» **Exercise prompt**
Output all of the data below exactly as given.

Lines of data
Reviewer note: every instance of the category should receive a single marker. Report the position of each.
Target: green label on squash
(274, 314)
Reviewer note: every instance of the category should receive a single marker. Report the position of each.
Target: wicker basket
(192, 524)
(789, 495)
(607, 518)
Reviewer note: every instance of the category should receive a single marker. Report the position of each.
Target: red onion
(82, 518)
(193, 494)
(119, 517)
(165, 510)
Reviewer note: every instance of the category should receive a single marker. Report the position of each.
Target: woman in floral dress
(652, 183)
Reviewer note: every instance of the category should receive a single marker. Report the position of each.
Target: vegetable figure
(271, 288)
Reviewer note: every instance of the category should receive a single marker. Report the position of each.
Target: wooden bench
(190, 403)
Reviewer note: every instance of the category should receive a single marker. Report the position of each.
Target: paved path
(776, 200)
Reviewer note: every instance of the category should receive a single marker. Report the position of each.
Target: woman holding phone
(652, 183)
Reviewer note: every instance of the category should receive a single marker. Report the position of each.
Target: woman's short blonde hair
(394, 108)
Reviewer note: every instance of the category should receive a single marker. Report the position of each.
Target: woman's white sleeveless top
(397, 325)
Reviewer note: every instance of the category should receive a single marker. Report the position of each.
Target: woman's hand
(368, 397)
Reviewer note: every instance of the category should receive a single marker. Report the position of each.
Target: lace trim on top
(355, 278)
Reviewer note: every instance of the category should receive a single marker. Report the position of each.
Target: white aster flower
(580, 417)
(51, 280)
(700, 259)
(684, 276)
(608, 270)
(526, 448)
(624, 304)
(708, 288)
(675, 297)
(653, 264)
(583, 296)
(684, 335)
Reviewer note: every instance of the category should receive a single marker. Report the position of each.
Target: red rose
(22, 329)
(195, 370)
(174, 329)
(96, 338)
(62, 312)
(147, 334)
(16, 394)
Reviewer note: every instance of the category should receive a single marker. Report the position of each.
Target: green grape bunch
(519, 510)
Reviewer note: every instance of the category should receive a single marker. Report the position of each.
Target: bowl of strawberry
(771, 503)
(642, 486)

» **Exercise solution**
Reviewer note: every instance of the category should receive a single marker. Report the position of each.
Target: green label on squash
(274, 314)
Reviewer note: every instance of the category should receive a single marker. Report the position of each.
Target: wicker basket
(192, 524)
(789, 495)
(607, 518)
Reviewer note: every instance of the category should receive a single marker. Report the position of each.
Target: red onion
(82, 518)
(193, 494)
(119, 517)
(165, 510)
Reviewer note: every instance of the category should receive a single marker. Report the position of each.
Target: woman in floral dress
(652, 183)
Reviewer note: every instance of the category should receive a single marker. Report the position of each.
Target: vegetable figure
(271, 288)
Reviewer note: every instance of the category should receive a single marker. Report the position of each.
Target: wooden bench
(190, 403)
Reviewer note: every instance of the category should receive a single marker. Report the position of each.
Target: paved path
(776, 200)
Reviewer note: every instance of the category should receive a single marker. Report the position of each.
Target: woman holding phone
(652, 183)
Reviewer note: every instance of the category should receive a single marker. Report the position of each.
Target: woman's short blonde hair
(394, 108)
Reviewer note: every instance of the category should receive a single marker. Report the position of each.
Target: woman's white sleeveless top
(397, 325)
Reviewer note: every instance of the category should receive a single marker. Report the position of each.
Target: woman's hand
(368, 397)
Reviewer note: every instance of the category should receive a single marker. Report the position of each.
Target: lace trim on top
(355, 278)
Reviewer note: every instance of the category should receive a single marker. Report the position of each.
Target: white aster flower
(580, 417)
(51, 280)
(700, 259)
(684, 276)
(608, 270)
(526, 448)
(624, 304)
(708, 288)
(675, 297)
(653, 264)
(583, 296)
(684, 335)
Reviewer note: every instance of the category should receive a single marker. Report the position of each.
Target: red rose
(22, 329)
(195, 370)
(174, 329)
(96, 338)
(62, 312)
(147, 334)
(16, 394)
Reviewer note: every instance of the category should receive a single marker. Report the position of each.
Target: green grape bunch
(519, 510)
Reviewer note: every instance of the category should receive a single marker. Report the position of each.
Target: bowl of strawberry
(771, 503)
(642, 486)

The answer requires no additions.